Photo labels with boxes:

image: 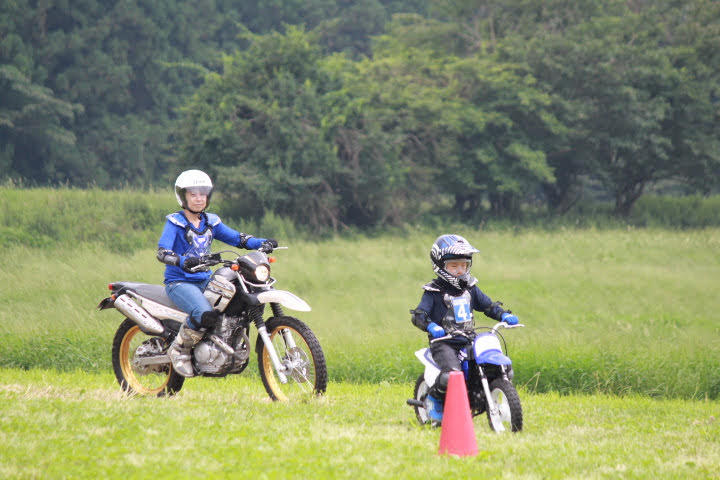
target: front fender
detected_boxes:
[255,290,310,312]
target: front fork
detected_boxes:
[253,303,295,383]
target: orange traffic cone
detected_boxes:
[438,372,478,457]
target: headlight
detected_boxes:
[255,265,270,282]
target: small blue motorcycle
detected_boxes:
[407,322,524,432]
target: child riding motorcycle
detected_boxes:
[410,235,518,423]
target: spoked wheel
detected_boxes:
[487,378,522,432]
[112,319,185,397]
[413,374,432,425]
[256,317,327,401]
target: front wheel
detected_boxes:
[112,319,185,397]
[413,373,432,425]
[487,378,522,432]
[257,317,327,401]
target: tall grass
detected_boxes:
[0,188,720,398]
[0,225,720,398]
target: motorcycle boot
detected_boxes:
[168,323,203,377]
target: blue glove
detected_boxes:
[428,322,445,338]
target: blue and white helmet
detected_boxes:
[430,234,480,290]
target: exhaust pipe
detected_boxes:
[114,294,165,335]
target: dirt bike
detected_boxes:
[98,247,327,401]
[407,322,524,432]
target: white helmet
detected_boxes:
[175,170,213,213]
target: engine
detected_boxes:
[193,315,250,375]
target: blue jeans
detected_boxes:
[165,278,212,330]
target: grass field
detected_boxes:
[0,229,720,399]
[0,369,720,479]
[0,202,720,479]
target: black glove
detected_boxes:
[258,238,278,253]
[182,257,202,273]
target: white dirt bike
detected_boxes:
[98,250,327,400]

**Aim:**
Repeat every line of the records above word for word, leaving out the pictures.

**Expected answer:**
image: 
target: front fender
detected_boxes:
[255,290,310,312]
target: front fork
detected_boxes:
[253,303,295,383]
target: orange traffic cone
detected_boxes:
[438,372,478,457]
target: headlight
detected_boxes:
[255,265,270,282]
target: small blue motorcycle
detected_boxes:
[407,322,524,432]
target: child riding motorcycle
detected_boxes:
[410,235,518,423]
target: spoked wheel
detected_boxes:
[487,378,522,432]
[112,319,185,397]
[413,374,432,425]
[256,317,327,401]
target: front wheel
detected_boxes:
[112,319,185,397]
[413,373,432,425]
[487,378,522,432]
[257,317,327,401]
target: tall grass
detected_boxes:
[0,188,720,398]
[0,225,720,398]
target: motorcycle boot
detected_boxes:
[168,323,203,377]
target: blue glove
detected_boxes:
[428,322,445,338]
target: blue and white helmet
detected_boxes:
[430,234,480,290]
target: exhaust pipe
detected_boxes:
[114,294,165,335]
target: dirt bike
detected_boxes:
[98,247,327,401]
[407,322,524,432]
target: white helmet
detected_boxes:
[175,170,213,213]
target: engine
detected_boxes:
[193,315,250,375]
target: blue jeans
detected_boxes:
[165,278,212,330]
target: grass field
detected_boxes:
[0,229,720,399]
[0,369,720,479]
[0,202,720,479]
target: black glove
detected_boxes:
[258,238,278,253]
[182,257,202,273]
target: white dirt bike
detected_boxes:
[98,250,327,400]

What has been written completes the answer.